:: ASSIGNED TASK ::
In the records below, find each line with the word "roof" and copy it.

[Data items]
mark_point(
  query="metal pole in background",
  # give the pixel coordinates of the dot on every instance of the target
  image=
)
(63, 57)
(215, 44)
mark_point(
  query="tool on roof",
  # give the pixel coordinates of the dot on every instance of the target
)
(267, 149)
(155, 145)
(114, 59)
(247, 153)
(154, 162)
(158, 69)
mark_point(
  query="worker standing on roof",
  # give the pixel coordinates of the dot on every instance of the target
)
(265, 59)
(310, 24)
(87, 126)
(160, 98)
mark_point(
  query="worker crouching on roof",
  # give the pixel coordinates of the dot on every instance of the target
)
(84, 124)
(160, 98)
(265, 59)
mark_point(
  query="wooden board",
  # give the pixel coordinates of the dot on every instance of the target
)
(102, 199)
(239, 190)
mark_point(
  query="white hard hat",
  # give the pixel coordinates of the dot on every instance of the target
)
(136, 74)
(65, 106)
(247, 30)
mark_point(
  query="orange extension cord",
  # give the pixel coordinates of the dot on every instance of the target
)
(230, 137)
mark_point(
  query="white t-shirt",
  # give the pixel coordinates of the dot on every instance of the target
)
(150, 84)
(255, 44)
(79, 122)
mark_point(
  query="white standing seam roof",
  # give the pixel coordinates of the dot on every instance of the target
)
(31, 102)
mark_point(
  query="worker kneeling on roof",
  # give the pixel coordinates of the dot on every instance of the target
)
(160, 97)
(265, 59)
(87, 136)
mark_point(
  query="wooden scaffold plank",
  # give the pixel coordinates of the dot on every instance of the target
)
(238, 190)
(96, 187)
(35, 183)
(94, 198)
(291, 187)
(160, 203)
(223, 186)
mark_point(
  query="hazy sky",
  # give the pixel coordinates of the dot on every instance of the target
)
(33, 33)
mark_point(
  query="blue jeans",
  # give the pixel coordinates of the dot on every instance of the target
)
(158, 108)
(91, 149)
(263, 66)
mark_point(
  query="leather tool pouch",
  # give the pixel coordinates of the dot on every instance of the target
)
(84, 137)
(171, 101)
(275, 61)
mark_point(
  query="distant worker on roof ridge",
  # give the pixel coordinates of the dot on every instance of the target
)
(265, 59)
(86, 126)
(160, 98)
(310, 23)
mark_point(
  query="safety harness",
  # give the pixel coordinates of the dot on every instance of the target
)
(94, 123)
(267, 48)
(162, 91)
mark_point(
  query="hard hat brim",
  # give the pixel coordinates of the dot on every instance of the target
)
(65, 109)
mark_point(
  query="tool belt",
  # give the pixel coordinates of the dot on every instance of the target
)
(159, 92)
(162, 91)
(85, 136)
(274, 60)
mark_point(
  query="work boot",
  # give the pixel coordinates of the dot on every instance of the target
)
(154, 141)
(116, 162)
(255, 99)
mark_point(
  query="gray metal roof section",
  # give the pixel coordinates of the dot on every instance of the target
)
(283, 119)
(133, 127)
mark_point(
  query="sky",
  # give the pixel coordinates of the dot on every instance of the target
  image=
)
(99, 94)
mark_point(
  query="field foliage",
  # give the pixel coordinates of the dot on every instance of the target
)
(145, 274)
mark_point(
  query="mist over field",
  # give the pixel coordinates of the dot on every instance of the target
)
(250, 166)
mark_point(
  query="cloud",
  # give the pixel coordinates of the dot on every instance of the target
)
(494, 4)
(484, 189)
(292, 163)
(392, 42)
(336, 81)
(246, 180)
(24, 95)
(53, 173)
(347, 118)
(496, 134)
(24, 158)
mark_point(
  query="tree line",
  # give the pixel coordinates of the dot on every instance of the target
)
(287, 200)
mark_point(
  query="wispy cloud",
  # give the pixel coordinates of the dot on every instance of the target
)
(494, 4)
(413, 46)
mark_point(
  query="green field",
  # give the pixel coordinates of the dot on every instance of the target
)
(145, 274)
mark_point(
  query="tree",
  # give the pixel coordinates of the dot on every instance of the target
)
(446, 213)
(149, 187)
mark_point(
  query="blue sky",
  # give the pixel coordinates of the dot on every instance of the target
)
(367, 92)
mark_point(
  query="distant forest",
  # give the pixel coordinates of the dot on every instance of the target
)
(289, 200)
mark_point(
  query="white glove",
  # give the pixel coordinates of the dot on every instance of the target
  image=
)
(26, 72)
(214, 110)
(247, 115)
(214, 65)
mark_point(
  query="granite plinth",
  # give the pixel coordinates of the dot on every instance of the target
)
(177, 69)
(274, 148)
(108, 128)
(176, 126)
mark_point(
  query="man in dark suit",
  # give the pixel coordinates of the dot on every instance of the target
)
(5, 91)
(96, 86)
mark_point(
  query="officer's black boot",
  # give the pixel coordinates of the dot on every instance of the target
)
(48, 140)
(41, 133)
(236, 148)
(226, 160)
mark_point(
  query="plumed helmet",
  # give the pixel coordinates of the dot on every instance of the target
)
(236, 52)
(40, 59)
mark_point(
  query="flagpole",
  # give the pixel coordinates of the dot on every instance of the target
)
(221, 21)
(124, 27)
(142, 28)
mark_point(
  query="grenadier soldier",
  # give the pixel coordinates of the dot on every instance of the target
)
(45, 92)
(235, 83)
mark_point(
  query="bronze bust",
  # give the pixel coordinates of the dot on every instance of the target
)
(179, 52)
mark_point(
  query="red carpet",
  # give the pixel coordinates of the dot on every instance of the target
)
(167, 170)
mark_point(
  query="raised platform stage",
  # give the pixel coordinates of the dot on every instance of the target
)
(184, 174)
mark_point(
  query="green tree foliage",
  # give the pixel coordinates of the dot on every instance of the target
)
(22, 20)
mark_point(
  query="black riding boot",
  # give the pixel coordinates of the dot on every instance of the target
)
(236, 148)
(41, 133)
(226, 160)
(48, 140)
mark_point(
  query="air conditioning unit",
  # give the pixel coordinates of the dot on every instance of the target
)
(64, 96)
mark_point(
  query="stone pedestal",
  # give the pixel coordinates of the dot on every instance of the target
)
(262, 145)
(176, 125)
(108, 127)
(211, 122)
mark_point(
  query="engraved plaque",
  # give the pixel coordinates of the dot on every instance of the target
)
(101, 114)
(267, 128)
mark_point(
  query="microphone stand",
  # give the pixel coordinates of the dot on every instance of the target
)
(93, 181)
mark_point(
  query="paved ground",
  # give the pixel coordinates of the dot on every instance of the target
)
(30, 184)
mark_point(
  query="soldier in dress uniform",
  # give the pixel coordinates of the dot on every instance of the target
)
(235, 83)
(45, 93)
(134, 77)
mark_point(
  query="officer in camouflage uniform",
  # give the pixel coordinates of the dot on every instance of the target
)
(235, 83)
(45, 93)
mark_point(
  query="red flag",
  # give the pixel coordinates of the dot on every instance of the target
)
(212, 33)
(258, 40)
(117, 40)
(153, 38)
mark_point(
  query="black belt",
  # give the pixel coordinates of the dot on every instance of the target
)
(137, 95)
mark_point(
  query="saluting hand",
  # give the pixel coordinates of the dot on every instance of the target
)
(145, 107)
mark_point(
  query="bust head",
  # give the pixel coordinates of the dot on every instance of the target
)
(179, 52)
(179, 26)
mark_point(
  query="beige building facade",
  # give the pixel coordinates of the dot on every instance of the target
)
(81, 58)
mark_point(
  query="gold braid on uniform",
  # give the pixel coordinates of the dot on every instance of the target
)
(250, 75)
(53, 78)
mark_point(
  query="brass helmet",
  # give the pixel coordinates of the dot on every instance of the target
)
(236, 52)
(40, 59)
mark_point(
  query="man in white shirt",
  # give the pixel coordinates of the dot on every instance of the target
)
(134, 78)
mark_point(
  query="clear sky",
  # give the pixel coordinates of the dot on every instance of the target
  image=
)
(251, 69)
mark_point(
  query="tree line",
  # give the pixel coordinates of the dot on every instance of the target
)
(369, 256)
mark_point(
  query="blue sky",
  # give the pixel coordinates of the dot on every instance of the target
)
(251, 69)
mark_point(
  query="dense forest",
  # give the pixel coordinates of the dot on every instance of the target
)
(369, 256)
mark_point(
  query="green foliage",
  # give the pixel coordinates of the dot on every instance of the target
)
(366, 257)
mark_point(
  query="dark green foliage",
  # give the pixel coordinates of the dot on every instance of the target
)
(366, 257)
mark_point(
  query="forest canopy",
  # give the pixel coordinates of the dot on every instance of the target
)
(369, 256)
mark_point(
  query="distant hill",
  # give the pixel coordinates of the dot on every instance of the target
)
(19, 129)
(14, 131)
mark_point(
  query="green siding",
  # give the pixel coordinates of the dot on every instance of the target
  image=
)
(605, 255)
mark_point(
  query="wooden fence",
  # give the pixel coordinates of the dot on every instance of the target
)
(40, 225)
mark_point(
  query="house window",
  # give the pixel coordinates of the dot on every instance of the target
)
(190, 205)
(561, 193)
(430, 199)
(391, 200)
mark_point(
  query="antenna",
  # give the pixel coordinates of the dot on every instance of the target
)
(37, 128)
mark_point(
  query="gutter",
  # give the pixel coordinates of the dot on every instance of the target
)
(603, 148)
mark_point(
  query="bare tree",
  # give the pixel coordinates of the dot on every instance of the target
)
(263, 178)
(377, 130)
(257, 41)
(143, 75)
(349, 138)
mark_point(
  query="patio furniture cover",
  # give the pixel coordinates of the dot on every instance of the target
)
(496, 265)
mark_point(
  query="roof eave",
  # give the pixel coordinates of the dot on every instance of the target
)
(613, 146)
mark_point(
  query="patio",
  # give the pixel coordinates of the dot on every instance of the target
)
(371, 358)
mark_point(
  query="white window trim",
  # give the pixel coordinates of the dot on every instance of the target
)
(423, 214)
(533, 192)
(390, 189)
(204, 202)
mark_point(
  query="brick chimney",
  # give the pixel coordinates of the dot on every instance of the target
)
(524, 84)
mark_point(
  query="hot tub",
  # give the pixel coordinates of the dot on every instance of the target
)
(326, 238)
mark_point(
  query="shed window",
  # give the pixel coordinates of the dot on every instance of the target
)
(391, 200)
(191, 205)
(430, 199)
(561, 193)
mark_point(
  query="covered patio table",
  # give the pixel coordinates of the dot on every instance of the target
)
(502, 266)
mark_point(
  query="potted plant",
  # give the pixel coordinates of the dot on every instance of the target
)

:: ANSWER ::
  query="tool on roof",
  query="worker standing on roof",
  query="worker crouching on roof",
  query="white standing seam roof",
  query="worker kneeling on roof",
  query="distant worker on roof ridge",
  query="gray metal roof section",
  query="roof eave",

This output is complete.